_WORK REQUEST_: Repeat exactly the lines below that lie between the line with "the goalie pants" and the line with "the goalie stick", counting both of those lines as part of the answer.

━━ THE RECORDS ━━

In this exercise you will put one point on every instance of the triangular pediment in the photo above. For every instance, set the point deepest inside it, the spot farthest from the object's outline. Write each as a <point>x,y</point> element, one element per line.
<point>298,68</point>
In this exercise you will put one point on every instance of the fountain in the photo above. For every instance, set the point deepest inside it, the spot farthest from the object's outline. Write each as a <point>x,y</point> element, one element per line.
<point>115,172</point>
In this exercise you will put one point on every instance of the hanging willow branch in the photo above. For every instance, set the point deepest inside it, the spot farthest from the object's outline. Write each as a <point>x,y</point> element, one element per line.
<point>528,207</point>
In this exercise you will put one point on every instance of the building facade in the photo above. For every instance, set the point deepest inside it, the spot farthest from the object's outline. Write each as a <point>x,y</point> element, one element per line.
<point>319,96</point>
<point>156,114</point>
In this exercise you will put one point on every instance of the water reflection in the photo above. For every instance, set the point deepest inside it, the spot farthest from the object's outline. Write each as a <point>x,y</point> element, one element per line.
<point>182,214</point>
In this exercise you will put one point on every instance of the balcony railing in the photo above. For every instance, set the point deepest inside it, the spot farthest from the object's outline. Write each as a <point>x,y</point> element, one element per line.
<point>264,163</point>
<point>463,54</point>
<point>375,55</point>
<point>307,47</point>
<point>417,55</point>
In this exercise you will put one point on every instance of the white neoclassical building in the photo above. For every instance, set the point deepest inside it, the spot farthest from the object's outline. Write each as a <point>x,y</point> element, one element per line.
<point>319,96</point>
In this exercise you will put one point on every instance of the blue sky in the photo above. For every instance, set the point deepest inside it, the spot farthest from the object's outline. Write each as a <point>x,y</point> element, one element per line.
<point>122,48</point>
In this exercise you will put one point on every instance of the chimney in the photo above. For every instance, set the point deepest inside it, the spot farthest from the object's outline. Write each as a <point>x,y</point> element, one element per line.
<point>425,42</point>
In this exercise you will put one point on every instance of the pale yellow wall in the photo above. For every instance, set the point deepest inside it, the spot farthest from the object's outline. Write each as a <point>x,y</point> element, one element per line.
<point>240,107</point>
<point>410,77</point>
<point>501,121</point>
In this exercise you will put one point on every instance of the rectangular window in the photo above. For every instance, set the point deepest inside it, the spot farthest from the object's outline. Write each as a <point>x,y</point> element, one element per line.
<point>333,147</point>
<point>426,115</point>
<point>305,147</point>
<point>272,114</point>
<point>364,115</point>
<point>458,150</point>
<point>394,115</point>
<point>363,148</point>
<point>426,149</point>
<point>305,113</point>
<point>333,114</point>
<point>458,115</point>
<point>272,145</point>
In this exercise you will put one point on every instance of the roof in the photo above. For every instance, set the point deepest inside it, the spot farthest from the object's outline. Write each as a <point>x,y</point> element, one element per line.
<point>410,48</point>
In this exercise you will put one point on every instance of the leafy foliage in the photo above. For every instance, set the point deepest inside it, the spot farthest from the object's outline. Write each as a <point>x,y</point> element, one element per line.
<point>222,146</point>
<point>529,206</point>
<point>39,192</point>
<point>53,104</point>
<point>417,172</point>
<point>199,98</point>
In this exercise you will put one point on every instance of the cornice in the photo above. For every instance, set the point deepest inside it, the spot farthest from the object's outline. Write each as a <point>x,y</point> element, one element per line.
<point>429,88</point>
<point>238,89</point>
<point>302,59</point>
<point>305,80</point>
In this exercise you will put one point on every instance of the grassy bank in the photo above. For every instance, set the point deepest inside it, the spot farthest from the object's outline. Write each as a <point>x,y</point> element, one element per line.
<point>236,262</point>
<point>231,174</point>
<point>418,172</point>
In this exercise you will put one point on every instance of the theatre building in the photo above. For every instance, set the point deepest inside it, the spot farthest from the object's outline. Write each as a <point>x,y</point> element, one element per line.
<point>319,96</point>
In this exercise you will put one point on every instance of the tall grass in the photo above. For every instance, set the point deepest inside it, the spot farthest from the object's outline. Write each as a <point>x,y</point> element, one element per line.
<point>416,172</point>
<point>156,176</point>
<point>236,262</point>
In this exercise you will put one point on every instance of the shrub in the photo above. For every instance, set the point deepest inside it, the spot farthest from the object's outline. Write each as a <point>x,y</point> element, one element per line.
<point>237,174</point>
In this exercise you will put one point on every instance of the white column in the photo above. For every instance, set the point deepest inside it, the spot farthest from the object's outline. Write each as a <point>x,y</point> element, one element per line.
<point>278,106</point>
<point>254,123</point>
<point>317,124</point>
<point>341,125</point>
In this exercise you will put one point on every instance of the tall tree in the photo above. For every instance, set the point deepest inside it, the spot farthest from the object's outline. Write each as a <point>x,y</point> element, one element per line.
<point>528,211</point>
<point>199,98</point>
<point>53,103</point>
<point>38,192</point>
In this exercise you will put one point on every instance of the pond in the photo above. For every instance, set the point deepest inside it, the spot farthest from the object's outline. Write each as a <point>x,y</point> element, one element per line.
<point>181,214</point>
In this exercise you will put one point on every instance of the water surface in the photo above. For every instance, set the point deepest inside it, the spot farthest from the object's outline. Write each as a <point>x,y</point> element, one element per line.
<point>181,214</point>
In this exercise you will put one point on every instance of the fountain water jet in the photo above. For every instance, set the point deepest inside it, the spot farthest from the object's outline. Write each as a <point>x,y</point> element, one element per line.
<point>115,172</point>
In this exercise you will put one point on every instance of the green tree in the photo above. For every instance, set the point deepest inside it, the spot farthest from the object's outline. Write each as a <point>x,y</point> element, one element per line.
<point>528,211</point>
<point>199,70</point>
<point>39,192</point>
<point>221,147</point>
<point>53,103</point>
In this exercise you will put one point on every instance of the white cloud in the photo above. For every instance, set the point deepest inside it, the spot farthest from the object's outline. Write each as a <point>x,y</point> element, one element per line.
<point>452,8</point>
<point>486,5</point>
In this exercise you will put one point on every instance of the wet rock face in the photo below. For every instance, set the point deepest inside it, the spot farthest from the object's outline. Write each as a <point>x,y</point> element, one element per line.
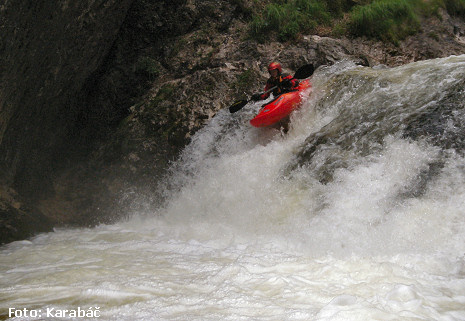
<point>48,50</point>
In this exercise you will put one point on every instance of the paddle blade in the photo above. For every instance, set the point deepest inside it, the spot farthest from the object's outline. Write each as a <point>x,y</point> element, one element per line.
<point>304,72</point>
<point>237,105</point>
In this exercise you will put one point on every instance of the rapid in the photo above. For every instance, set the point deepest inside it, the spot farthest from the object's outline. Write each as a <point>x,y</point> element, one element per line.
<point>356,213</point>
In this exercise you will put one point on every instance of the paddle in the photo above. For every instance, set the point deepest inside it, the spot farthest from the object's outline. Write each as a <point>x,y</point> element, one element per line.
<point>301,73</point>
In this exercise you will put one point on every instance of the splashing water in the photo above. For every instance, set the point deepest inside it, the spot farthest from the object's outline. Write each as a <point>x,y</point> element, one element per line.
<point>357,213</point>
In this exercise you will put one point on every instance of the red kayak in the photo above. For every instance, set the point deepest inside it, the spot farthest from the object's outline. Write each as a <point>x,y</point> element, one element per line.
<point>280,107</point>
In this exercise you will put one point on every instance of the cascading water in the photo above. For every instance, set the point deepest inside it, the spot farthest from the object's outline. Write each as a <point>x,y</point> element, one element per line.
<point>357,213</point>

━━━
━━ THE RECORDS ━━

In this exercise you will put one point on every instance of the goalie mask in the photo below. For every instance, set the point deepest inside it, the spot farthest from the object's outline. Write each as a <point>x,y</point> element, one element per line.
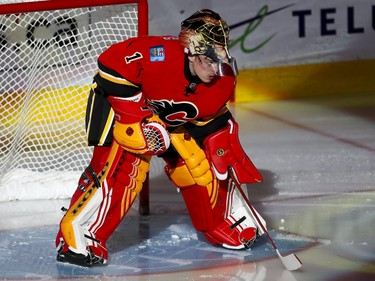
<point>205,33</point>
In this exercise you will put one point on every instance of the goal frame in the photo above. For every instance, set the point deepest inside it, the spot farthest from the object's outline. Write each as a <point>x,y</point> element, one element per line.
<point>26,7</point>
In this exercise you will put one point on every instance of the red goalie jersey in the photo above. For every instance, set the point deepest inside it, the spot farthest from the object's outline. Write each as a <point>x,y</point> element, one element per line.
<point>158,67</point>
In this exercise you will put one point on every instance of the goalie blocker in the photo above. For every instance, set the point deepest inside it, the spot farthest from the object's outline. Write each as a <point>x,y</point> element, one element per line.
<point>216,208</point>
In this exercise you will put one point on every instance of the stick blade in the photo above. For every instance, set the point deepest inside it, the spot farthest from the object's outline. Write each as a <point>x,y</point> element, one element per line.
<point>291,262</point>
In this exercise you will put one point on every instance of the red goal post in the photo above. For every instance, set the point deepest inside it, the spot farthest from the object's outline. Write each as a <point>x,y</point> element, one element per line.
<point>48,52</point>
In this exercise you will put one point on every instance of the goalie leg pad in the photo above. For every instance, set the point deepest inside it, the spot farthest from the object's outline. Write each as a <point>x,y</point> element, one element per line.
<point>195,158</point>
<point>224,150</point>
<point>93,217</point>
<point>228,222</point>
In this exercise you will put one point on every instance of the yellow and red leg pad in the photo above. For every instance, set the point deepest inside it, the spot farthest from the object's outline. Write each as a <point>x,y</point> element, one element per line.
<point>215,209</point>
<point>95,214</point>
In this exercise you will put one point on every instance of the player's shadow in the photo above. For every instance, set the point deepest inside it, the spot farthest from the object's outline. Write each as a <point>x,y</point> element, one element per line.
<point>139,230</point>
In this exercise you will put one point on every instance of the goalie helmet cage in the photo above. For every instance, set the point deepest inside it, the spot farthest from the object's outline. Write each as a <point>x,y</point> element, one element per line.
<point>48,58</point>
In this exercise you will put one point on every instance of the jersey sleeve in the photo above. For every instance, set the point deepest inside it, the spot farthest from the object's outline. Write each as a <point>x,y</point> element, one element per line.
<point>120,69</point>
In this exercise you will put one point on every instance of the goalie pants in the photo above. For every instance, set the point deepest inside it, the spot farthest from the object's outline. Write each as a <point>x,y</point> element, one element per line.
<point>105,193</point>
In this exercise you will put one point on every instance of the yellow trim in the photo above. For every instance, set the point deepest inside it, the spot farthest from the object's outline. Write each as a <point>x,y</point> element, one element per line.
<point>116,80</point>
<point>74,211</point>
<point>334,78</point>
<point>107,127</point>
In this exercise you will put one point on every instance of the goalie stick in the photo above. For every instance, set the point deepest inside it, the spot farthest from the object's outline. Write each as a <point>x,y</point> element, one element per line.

━━━

_YOUR RESPONSE_:
In this exercise you will put one point on every instance of the goalie pants in the photo above. For every instance, set the point deepest inside it, the spot farthest from the object's outline. Write each as a <point>x,y</point> element, one element per line.
<point>105,193</point>
In this exercise you will put one point on every instance of the yellow trim in the photo above. For every instance, set the point deepest inside it, the spot farthest from the object's outline. Write each as a <point>x,y</point> element, one element per line.
<point>116,80</point>
<point>74,211</point>
<point>334,78</point>
<point>107,127</point>
In this exercise you will put one point on every instance of the goalie stick in the photo above. For every instance, set the point deepest inside it, the spot farthest from the object's outline. Write each as a <point>x,y</point> element, one element per line.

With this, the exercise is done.